▶ [PROBLEMS TO SOLVE]
A – In the Eibach Pro kit thread, what does the write-up say the rental strut spring compressor costs?
B – Please repeat, word for word, the part of the Eibach Pro kit thread that opens with the words containing "spring install is" and closes with "a write up.".

▶ [TEXT PROVIDED]
▶
# Eibach Pro kit



## Alti9 (Apr 13, 2005)

Why does Eibach's web site not list anything available for the altima?


----------



## Marvin (Oct 16, 2002)

Probably hasn't been updated in a while. You can find them for the Altima at any number of sites.


----------



## Alti9 (Apr 13, 2005)

Thanks. How difficult is the install on these? Special tools required at all?


----------



## mrnoname (Feb 24, 2005)

im not sure if the altima camber kits are the same for your year as the 93 to 97. but if it is all the camber kit is, is a cam bolt. very easy to install and adjust. i have the eibach on my alty. jus make sure its real tight or yu will hit a bump and your camber will go way negative. :balls:


----------



## Alti9 (Apr 13, 2005)

mrnoname said:


> im not sure if the altima camber kits are the same for your year as the 93 to 97. but if it is all the camber kit is, is a cam bolt. very easy to install and adjust. i have the eibach on my alty. jus make sure its real tight or yu will hit a bump and your camber will go way negative. :balls:


Im mean the spring install, not the camber kit.


----------



## craigqc (Feb 10, 2005)

spring install is fairly easy if you know what you are doing. youll need a spring compressor for the fronts. you can rent one from pep boys or some plce like that if you dont have one. other wise its an easy install. with a prokit you will be ok without a camber kit. if you go with sportlines you'll need the camber kit.
ill see if i can find you a write up.
dont forget to get an alignment!


----------



## craigqc (Feb 10, 2005)

this write up is from altimas.net
Instructions credited to Altimat.


First you need to get the car off the ground. If you don't have a floor jack and jackstands, the Nissan jack will work - one corner at a time!

Tools needed:
Jack and 1-4 Jackstands
Rental Strut Spring Compressor ($9.50 for 4 hours)
14, 17, 19 mm Sockets, Ratchet, 3" Extension
17, 19mm Wrench
Flat Screwdriver
Lug Wrench

I have to recommend using a torque wrench and factory torque specifications during reassembly(I didn't). There also appeared to be some thread lock on the suspension bolt threads so you may also want to pick up some thread locker and apply a few drops to each fastener during reassembly(I did). Please be careful so you don't hurt yourself and have to sue me!
◀
▶ [DATASET ROWS]
▶
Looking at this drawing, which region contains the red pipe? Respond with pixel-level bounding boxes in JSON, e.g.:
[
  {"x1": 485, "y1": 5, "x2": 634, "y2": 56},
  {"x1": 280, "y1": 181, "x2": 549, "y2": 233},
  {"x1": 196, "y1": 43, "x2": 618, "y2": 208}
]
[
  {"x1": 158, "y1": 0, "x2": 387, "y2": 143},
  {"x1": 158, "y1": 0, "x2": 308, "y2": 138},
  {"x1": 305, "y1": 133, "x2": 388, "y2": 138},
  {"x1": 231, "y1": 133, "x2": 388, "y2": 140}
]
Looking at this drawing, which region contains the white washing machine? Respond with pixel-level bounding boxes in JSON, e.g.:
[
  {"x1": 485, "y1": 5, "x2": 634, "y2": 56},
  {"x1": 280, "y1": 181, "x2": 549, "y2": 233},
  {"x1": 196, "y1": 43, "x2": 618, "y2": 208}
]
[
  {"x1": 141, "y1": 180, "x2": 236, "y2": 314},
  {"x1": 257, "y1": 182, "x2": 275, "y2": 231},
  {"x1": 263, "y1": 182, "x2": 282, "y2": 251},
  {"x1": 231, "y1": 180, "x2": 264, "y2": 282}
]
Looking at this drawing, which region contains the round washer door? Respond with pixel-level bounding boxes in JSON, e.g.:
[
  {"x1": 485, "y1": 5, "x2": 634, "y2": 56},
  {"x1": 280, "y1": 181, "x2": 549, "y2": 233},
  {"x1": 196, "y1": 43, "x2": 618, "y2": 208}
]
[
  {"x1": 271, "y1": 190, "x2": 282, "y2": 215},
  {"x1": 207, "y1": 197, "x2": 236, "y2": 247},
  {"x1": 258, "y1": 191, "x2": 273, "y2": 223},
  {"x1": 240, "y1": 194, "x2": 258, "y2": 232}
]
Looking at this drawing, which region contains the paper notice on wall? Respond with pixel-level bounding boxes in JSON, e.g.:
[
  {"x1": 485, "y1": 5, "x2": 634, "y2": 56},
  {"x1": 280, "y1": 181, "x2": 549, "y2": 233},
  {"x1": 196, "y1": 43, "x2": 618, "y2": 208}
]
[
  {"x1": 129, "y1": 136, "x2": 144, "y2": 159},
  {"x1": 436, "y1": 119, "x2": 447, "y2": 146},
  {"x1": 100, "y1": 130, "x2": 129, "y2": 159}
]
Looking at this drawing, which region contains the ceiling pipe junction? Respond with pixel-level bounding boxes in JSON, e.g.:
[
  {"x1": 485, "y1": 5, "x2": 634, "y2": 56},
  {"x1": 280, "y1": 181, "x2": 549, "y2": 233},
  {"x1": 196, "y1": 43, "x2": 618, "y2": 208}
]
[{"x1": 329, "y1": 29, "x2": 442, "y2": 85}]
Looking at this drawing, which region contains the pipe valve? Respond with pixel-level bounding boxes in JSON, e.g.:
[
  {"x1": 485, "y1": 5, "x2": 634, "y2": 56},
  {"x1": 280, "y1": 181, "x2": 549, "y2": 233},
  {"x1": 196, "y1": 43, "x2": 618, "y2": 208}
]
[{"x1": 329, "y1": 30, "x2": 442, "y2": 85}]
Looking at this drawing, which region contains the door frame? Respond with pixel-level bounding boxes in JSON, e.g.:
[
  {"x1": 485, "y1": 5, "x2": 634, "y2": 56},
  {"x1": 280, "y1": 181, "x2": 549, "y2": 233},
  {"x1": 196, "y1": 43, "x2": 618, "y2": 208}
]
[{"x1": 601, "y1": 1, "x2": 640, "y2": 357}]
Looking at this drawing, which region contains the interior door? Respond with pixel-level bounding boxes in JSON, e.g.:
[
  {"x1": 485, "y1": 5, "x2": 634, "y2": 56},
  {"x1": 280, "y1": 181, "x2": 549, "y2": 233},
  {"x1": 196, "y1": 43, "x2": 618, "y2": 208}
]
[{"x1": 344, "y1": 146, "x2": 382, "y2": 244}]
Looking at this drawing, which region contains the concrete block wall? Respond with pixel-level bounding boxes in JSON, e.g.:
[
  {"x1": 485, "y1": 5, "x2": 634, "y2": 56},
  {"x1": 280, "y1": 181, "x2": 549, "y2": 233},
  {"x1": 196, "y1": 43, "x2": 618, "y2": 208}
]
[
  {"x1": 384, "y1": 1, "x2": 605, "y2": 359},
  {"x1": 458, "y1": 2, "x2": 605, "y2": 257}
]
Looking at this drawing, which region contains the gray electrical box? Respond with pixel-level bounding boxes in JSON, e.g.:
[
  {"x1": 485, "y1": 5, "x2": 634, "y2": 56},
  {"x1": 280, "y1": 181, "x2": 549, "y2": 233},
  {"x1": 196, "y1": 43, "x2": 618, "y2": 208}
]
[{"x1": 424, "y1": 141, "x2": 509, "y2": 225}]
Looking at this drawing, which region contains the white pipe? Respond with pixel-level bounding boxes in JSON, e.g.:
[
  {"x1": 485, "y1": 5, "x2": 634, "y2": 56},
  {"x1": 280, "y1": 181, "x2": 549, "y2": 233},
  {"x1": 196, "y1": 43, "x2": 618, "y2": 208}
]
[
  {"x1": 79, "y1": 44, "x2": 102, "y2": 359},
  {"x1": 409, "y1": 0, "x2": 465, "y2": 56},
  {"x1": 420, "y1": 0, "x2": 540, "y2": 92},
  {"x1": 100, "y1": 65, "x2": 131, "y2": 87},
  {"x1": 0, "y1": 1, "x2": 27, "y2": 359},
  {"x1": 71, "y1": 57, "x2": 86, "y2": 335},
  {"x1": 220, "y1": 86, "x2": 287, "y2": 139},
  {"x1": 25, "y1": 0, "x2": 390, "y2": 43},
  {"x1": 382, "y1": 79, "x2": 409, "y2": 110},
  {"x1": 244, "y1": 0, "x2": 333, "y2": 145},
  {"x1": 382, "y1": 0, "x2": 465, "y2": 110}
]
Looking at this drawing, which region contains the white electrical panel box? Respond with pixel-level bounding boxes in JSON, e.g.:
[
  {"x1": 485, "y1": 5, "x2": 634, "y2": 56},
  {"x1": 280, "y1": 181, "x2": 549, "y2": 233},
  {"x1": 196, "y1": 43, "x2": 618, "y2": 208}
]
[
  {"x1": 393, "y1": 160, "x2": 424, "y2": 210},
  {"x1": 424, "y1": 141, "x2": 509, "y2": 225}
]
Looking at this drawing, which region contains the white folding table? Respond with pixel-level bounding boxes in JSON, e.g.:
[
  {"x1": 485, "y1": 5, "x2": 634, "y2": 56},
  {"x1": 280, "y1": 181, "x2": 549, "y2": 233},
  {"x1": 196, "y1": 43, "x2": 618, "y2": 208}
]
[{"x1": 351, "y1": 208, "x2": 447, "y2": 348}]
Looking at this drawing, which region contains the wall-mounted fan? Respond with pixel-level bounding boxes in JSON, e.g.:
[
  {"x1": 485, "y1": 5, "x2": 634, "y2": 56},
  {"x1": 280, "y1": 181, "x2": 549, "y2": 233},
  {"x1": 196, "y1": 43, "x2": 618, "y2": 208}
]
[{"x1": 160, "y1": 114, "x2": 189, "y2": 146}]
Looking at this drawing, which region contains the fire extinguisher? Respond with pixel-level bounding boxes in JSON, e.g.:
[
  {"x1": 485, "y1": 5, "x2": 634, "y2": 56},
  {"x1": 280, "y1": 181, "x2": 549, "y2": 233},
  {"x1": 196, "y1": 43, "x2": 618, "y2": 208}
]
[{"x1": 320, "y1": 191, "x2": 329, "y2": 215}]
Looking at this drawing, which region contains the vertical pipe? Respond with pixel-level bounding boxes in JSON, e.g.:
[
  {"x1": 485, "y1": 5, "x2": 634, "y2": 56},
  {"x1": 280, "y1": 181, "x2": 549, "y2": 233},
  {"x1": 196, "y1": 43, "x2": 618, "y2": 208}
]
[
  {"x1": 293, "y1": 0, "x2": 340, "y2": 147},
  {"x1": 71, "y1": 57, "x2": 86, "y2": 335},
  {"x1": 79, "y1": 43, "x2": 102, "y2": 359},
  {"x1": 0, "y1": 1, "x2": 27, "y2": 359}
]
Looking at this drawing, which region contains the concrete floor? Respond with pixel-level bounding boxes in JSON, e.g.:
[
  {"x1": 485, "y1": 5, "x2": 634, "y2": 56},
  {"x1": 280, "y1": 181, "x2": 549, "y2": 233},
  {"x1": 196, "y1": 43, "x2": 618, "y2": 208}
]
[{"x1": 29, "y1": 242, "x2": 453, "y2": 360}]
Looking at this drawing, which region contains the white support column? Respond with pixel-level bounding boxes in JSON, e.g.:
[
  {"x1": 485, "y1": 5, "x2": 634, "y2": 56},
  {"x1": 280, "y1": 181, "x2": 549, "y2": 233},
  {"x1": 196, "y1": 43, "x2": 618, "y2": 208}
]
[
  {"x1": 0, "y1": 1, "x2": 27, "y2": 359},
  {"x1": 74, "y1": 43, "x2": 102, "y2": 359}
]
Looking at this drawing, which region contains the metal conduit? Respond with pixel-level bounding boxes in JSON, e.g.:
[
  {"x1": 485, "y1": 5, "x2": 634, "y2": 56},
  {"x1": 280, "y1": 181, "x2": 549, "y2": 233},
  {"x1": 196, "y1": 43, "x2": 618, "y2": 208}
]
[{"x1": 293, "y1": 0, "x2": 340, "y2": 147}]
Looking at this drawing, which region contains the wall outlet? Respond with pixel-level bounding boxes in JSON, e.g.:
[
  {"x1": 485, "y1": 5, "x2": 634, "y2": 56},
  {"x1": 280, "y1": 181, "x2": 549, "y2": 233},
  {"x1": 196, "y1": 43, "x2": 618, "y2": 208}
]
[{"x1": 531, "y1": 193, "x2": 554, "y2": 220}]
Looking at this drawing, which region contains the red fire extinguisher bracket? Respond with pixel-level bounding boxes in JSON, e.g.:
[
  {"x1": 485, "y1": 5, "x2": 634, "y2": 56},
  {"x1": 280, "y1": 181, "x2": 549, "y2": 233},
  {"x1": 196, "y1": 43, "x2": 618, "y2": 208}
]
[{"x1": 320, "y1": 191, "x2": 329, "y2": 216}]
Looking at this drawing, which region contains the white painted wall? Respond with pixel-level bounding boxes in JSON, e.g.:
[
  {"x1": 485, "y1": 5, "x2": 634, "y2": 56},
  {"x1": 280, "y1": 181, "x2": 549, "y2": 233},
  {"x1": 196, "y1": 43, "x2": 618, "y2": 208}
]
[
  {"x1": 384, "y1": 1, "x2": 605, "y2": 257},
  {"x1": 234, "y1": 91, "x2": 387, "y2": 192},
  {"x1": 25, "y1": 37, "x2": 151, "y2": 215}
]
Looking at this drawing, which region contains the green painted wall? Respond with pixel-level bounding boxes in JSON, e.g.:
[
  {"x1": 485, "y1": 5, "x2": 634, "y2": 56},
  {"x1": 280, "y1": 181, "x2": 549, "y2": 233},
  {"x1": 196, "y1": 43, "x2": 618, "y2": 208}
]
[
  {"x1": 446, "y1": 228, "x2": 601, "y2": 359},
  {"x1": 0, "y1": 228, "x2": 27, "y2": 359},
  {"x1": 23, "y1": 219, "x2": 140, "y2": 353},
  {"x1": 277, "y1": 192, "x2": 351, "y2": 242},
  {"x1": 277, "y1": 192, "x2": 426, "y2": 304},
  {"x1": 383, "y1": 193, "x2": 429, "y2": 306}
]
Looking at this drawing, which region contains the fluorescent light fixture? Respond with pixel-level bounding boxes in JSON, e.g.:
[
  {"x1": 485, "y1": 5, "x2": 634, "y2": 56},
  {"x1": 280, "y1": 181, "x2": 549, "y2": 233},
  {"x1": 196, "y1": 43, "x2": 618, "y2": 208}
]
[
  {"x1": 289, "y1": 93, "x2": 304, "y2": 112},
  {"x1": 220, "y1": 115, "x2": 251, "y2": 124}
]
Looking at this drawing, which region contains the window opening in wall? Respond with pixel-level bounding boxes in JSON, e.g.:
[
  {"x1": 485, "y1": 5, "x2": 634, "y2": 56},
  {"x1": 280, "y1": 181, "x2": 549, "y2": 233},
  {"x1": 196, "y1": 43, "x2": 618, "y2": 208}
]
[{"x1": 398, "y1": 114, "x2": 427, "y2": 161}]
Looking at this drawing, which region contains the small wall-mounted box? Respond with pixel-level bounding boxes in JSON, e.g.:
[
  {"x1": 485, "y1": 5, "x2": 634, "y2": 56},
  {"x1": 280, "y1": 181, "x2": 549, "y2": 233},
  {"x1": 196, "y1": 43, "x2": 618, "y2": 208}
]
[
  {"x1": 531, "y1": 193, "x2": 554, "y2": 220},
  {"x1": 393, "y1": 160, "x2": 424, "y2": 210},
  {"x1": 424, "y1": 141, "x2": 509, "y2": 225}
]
◀
▶ [RESULTS IN ORDER]
A – $9.50 for 4 hours.

B –
spring install is fairly easy if you know what you are doing. youll need a spring compressor for the fronts. you can rent one from pep boys or some plce like that if you dont have one. other wise its an easy install. with a prokit you will be ok without a camber kit. if you go with sportlines you'll need the camber kit.
ill see if i can find you a write up.